Exercise input:
========================
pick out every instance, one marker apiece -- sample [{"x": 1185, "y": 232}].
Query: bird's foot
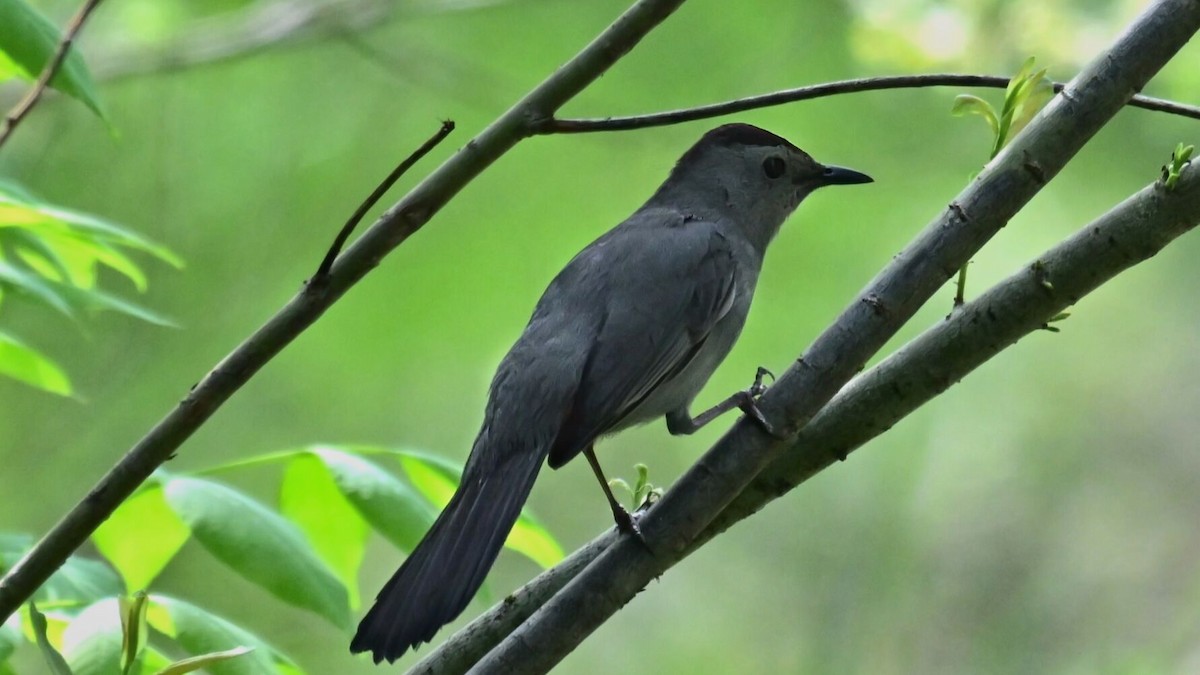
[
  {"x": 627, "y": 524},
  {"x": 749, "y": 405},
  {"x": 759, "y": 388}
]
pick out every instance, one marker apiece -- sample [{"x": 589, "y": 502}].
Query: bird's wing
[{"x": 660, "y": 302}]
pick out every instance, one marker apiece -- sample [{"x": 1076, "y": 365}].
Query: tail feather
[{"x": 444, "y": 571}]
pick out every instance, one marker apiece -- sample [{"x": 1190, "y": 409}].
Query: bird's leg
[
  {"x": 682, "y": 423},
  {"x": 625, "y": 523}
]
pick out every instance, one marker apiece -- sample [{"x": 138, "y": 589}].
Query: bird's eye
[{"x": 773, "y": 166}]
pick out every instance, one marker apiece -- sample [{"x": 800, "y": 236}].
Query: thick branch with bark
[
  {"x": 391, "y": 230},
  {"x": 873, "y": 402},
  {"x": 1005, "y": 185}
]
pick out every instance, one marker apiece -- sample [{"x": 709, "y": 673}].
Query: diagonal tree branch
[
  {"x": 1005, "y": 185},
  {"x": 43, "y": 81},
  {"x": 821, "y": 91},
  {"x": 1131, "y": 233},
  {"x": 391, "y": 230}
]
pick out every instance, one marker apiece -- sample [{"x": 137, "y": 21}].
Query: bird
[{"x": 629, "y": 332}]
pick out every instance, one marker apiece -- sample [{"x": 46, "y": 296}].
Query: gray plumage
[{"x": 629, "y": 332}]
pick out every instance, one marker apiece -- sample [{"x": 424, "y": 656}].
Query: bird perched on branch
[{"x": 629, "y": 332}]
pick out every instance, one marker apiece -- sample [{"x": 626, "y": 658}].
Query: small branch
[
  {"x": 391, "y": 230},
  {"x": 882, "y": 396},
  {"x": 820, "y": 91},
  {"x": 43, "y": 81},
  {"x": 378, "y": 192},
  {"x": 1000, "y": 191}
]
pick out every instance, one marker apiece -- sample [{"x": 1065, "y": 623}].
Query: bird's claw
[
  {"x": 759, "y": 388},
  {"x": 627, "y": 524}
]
========================
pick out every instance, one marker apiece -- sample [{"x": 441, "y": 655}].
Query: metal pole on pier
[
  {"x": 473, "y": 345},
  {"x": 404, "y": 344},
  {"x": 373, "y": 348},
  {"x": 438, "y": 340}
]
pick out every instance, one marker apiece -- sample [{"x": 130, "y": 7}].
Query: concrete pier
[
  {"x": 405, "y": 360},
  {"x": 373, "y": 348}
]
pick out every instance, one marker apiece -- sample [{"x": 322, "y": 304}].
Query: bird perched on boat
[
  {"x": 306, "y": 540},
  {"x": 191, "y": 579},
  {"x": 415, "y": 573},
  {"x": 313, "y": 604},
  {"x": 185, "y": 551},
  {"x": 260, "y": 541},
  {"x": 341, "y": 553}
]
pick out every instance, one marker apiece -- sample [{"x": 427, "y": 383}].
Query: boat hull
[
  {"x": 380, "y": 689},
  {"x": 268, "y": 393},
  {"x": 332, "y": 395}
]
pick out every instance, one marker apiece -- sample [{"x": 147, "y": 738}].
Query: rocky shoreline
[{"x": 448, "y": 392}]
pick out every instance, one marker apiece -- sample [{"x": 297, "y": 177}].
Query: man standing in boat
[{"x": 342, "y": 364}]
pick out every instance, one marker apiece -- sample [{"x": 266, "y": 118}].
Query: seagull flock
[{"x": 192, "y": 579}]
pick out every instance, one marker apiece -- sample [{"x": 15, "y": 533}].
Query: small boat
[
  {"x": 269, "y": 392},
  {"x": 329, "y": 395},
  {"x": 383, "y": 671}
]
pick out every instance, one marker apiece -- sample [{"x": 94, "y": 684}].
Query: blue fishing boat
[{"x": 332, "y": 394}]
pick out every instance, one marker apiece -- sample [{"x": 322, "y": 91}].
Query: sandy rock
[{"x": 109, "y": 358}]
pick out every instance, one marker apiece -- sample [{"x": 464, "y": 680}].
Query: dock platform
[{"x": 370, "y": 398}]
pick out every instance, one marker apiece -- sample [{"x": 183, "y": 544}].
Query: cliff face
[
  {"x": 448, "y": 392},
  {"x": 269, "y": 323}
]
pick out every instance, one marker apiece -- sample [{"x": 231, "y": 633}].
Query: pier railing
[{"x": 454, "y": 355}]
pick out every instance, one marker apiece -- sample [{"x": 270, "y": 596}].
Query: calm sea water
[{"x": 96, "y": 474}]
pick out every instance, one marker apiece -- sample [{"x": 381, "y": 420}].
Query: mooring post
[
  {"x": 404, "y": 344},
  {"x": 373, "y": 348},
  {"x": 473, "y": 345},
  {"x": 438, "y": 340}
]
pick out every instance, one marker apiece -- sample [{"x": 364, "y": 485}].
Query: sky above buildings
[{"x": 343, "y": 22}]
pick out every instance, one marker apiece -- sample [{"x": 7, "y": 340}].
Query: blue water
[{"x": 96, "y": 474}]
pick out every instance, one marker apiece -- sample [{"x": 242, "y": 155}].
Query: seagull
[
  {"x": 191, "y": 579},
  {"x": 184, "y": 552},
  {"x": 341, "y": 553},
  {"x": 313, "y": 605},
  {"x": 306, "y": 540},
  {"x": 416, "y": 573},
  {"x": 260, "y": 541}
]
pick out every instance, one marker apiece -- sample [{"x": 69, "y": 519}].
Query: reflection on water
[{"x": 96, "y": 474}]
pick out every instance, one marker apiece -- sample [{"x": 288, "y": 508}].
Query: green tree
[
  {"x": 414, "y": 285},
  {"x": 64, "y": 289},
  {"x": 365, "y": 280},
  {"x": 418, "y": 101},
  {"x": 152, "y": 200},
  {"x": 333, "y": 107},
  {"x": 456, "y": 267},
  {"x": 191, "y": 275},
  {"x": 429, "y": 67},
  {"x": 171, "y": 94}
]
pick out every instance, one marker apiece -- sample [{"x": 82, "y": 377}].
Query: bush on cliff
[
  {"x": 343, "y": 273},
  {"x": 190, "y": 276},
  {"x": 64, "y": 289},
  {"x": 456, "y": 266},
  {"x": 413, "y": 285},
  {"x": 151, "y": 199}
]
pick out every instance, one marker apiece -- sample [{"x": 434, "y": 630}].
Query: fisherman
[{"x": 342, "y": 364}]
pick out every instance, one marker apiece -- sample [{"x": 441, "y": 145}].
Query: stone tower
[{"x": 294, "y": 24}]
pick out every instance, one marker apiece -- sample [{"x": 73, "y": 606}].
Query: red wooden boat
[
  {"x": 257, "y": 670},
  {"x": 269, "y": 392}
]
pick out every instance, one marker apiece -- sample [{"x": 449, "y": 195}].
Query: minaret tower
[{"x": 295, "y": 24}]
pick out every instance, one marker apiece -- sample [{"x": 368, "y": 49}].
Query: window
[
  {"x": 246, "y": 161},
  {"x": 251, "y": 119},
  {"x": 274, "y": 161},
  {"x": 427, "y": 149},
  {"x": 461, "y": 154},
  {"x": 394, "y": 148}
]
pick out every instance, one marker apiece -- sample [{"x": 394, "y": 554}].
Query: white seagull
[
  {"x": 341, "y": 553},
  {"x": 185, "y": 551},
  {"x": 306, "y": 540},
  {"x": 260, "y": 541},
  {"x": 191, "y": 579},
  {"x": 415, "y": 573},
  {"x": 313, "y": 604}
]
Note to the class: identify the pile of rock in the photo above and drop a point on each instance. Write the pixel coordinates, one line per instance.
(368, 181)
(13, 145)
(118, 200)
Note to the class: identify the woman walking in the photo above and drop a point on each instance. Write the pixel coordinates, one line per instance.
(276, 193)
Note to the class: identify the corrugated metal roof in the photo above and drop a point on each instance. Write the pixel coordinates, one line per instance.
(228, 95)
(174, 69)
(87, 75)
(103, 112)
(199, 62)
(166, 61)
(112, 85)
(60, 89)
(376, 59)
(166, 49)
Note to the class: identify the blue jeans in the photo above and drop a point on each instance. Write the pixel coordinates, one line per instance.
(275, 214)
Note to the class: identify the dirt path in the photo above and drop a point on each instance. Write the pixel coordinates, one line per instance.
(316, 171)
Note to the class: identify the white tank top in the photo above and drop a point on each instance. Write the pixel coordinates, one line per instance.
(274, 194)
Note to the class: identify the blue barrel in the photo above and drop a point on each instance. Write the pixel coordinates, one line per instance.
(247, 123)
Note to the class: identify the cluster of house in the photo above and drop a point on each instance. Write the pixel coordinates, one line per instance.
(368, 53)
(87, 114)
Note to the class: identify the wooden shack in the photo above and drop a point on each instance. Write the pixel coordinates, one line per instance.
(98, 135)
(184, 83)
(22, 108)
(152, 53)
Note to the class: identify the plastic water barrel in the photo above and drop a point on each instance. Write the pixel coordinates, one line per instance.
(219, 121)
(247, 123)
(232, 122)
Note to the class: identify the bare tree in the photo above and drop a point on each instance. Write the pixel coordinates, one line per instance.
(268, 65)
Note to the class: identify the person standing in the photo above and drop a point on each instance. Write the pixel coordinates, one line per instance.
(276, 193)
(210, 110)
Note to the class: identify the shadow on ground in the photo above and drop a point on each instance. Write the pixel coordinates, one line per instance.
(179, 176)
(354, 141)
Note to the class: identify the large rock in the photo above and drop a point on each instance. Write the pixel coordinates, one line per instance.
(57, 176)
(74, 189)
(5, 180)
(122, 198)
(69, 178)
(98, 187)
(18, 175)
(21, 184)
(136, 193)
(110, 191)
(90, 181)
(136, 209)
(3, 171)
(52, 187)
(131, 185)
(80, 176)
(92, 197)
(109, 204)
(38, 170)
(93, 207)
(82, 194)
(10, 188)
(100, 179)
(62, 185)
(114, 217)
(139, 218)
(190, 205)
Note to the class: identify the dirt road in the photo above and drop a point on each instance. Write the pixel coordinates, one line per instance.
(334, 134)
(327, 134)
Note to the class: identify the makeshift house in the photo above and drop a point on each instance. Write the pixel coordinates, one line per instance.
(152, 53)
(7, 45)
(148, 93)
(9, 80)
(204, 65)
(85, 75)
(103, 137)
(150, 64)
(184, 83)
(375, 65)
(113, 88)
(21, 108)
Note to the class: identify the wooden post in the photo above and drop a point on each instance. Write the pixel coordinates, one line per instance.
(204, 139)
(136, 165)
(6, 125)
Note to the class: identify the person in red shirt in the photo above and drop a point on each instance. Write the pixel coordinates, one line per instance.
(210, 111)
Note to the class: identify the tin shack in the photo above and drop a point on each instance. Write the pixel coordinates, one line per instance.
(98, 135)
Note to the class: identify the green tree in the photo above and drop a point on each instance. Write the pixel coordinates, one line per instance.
========================
What needs to be done:
Your answer should be the lines of the listing above between the line holding "Note to the class: identify the person standing" and the line holding "Note to the class: identify the green", inclusive, restated word for word and alone.

Answer to this problem:
Note to the class: identify the person standing in the photo above and drop a point on each instance. Write the pixel coordinates, one line per instance.
(276, 193)
(210, 110)
Note to the class: identify the shadow on ground in the photo above and drop a point on each instance. Write the pixel coordinates, one line per instance.
(179, 176)
(354, 141)
Note to the class: identify the large rock in the photo above and drop a point on each instance. Write the pixel coordinates, one line per instance.
(57, 176)
(74, 189)
(5, 180)
(122, 198)
(69, 178)
(98, 187)
(18, 175)
(21, 184)
(136, 193)
(110, 191)
(90, 181)
(136, 209)
(3, 171)
(52, 187)
(131, 185)
(80, 176)
(92, 197)
(109, 204)
(38, 170)
(93, 207)
(82, 194)
(10, 188)
(100, 179)
(62, 185)
(114, 217)
(139, 218)
(190, 205)
Note to the class: identify the dirt road in the photo above and drop a point on each instance. Write the pixel coordinates, one line per instance.
(334, 134)
(327, 134)
Note to the class: identify the makeshift house in the photo above and drop a point on each instance. Write the pixel coordinates, one line per instance.
(152, 53)
(7, 45)
(148, 93)
(9, 80)
(204, 65)
(85, 75)
(103, 137)
(150, 64)
(184, 83)
(375, 65)
(113, 88)
(21, 108)
Note to the class: identify the wooden post in the photo above and drop a point on each instance. Write the pixel coordinates, one line per instance.
(204, 139)
(136, 165)
(6, 125)
Note to the class: identify the person in red shirt in the photo above and drop a point on each instance. Write the pixel coordinates, one line per instance.
(210, 111)
Note to the class: identify the tin shack in the photo above and drop a point on each instance. Write the pixel coordinates, one line per instance.
(98, 135)
Note to the class: identify the green tree in the photo above and drop a point on each instance. Write the pixel coordinates, one line per instance.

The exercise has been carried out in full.